> _READING TEXT_
Opening today, in very limited release, is “Starting Out in the Evening.” The movie is about an aging novelist named Leonard Schiller (Frank Langella), who is trying to finish the novel he has been laboring on for almost ten years. With his four earlier books out of print, he has learned to starve himself of the desire for the success he was once so close to, though beneath this practice lives a pull for his work to be rediscovered. His solitary writer's life is shaken by the arrival of Heather (Lauren Ambrose), an ambitious graduate student who persuades him that she can use her thesis to spur a rediscovery of his work. But as her inquiry proceeds, Heather displays a profound personal interest in Leonard, which unsettles him and stirs up his long-dormant need for intimacy. Meanwhile, Leonard’s daughter Ariel (Lili Taylor) reconnects with her ex-boyfriend Casey (Adrian Lester), a man Leonard firmly disapproves of. Leonard’s encounters with Heather lead him down an unfamiliar path that threatens his writing, his health, and his relationship to his daughter. But in living out in the open, in the evening of his life Schiller puts into practice the core theme of his novels -- life is not designed for our comfort but for our struggle, for in struggle there is growth.

> _SUPPLIED INFORMATION_
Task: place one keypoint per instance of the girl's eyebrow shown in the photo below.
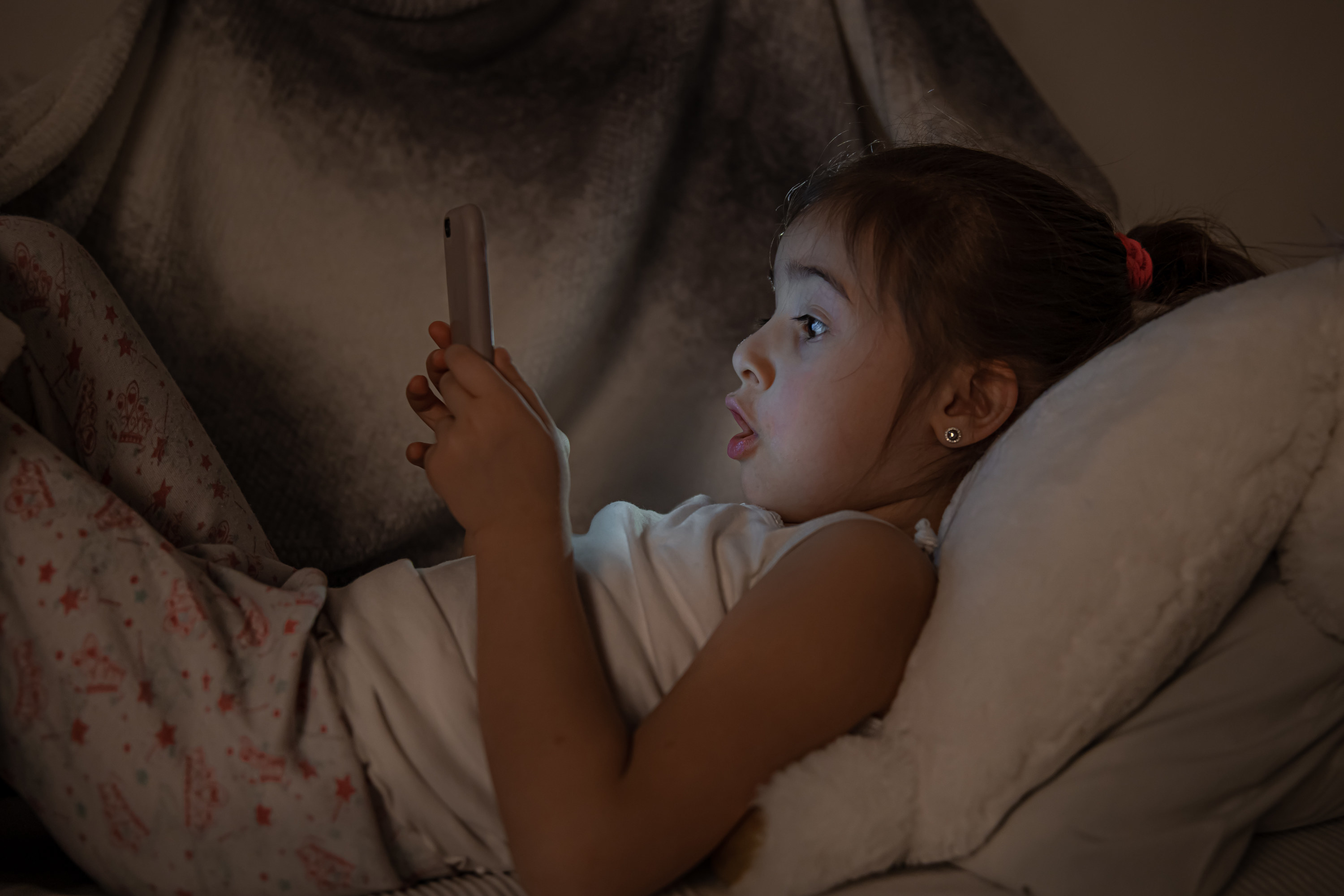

...

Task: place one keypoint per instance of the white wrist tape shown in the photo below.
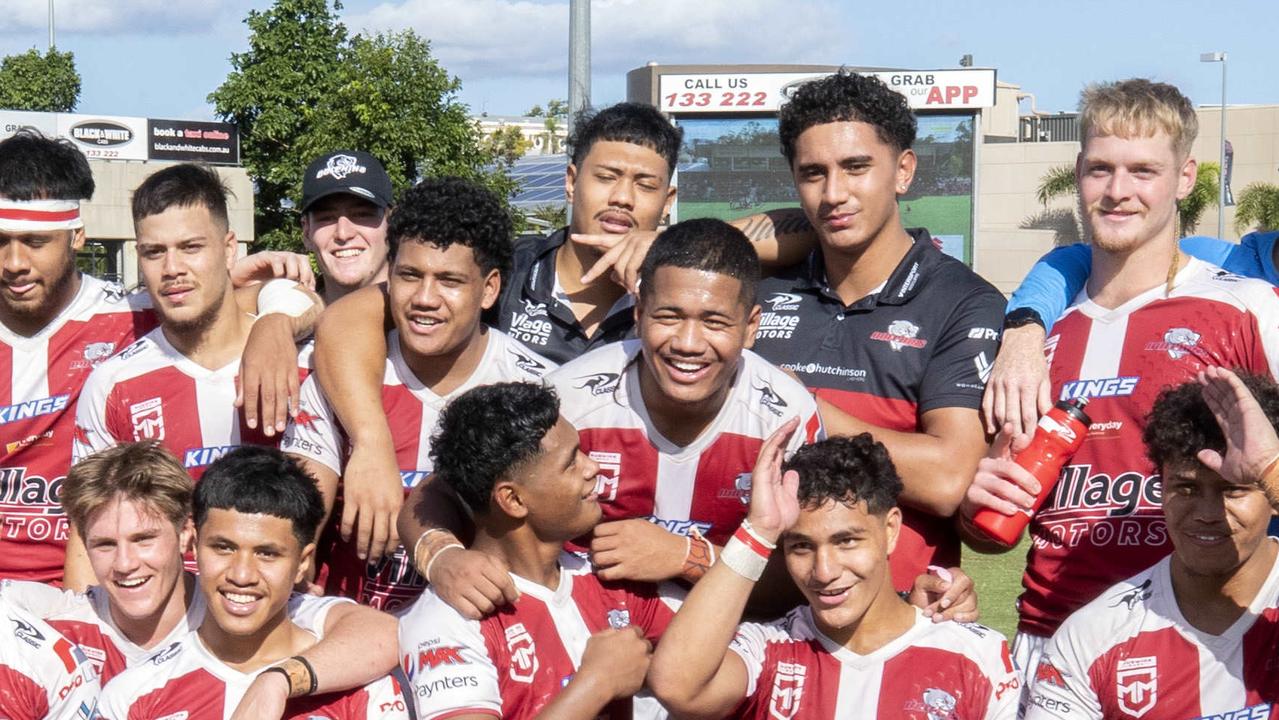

--

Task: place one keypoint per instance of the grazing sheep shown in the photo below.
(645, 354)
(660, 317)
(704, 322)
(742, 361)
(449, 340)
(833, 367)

> _WORK INSTRUCTIONS_
a) Count the lines in the entries that contain the word "below" and reply with that number alone.
b) Extend the description of the film "Starting Out in the Evening," picking up after its last sentence.

> _ANSWERS IN ORDER_
a) 3

b)
The film stars Lauren Ambrose, Frank Langella, Lill Taylor, Karl Bury, Anitha Gandhi, Sean T. Krishnan, Jessica Hecht and Adrian Lester. “Starting Out in the Evening” was was directed by Andrew Wagner.

A few weeks ago I was able to participate in a roundtable interview with Frank Langella and we got to speak about not only this film, but all the other great projects he’s involved with – including the new Richard Kelly film “The Box.” He’s tells a great story about meeting Rich. Of course we covered what's sure to be a big film next year... "Frost/Nixon."

As always, you can either read the transcript below or listen to the roundtable interview as an MP3 by clicking here. Finally, if you missed the movie clips I posted you can watch them here.

Question: It’s so good to see you looking so well and alive and (laughter).

Frank Langella: You mean not falling over from a stroke?

Q: I’ve got to say you brought me to tears watching the movie.

Frank Langella: Oh, good. That was my ambition.

Even before the stroke in the film, Leonard looks like he’s barely holding on in every scene. How did you work up to that presence?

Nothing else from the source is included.